Region labeling records:
******************************
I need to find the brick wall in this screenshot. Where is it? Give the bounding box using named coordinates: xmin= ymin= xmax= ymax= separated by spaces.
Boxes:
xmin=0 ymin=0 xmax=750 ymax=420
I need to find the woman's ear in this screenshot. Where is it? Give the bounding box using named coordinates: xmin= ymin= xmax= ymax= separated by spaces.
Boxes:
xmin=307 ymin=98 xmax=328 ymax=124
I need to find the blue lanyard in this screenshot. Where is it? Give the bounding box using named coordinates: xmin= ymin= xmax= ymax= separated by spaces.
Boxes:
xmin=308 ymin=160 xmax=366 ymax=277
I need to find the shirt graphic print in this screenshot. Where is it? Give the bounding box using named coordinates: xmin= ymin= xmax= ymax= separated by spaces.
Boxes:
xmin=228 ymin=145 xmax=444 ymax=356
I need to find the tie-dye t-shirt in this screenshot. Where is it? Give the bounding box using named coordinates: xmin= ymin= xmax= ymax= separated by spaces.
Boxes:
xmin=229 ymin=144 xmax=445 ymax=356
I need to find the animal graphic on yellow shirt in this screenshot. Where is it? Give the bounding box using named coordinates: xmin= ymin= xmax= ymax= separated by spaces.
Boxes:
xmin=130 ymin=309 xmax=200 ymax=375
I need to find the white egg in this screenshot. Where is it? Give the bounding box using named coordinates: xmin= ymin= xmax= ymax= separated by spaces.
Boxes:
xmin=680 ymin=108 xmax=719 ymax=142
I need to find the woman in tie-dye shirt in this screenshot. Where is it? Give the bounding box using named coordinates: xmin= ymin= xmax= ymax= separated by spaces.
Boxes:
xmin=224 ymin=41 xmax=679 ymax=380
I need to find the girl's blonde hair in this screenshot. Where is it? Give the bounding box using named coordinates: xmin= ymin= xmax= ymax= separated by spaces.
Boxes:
******************************
▸ YOUR INSTRUCTIONS
Please edit the records above so that every "screenshot" becomes "photo", leaving everything else the same.

▸ WRITTEN SOLUTION
I need to find the brick wall in this photo. Where is it? Give the bounding box using named coordinates: xmin= ymin= xmax= ymax= separated by spaces.
Boxes:
xmin=0 ymin=0 xmax=750 ymax=420
I need to find the woman's ear in this photo. Where is it? Give the bounding box using named coordinates: xmin= ymin= xmax= ymax= separated by spaces.
Boxes:
xmin=307 ymin=98 xmax=328 ymax=124
I need to find the blue lanyard in this photo. Where is it? Give the bounding box using named coordinates: xmin= ymin= xmax= ymax= separated by spaces.
Boxes:
xmin=308 ymin=160 xmax=366 ymax=277
I need to find the shirt graphic print in this photo. Where is it? Give the bounding box using named coordinates: xmin= ymin= xmax= ymax= separated by spaces.
Boxes:
xmin=228 ymin=145 xmax=444 ymax=356
I need to find the tie-dye t-shirt in this photo. Where is it? Give the bounding box using named coordinates: xmin= ymin= xmax= ymax= separated by spaces.
Boxes:
xmin=229 ymin=144 xmax=445 ymax=356
I need to find the animal graphic on yellow shirt in this photo. Where is it? Give the bounding box using named coordinates: xmin= ymin= xmax= ymax= separated by spaces.
Boxes:
xmin=130 ymin=309 xmax=200 ymax=375
I need to find the white egg in this photo. Where is it? Give the bounding box using named coordinates: xmin= ymin= xmax= ymax= separated by spaces.
Boxes:
xmin=680 ymin=108 xmax=719 ymax=142
I need to find the woman in tie-dye shirt in this photo. Where is it? Give the bounding box using named coordinates: xmin= ymin= xmax= ymax= separated by spaces.
Boxes:
xmin=224 ymin=41 xmax=679 ymax=380
I need to find the girl's blonde hair in this photo. Where is it? Give the bounding box using named coordinates: xmin= ymin= xmax= ymax= separated by spaces.
Boxes:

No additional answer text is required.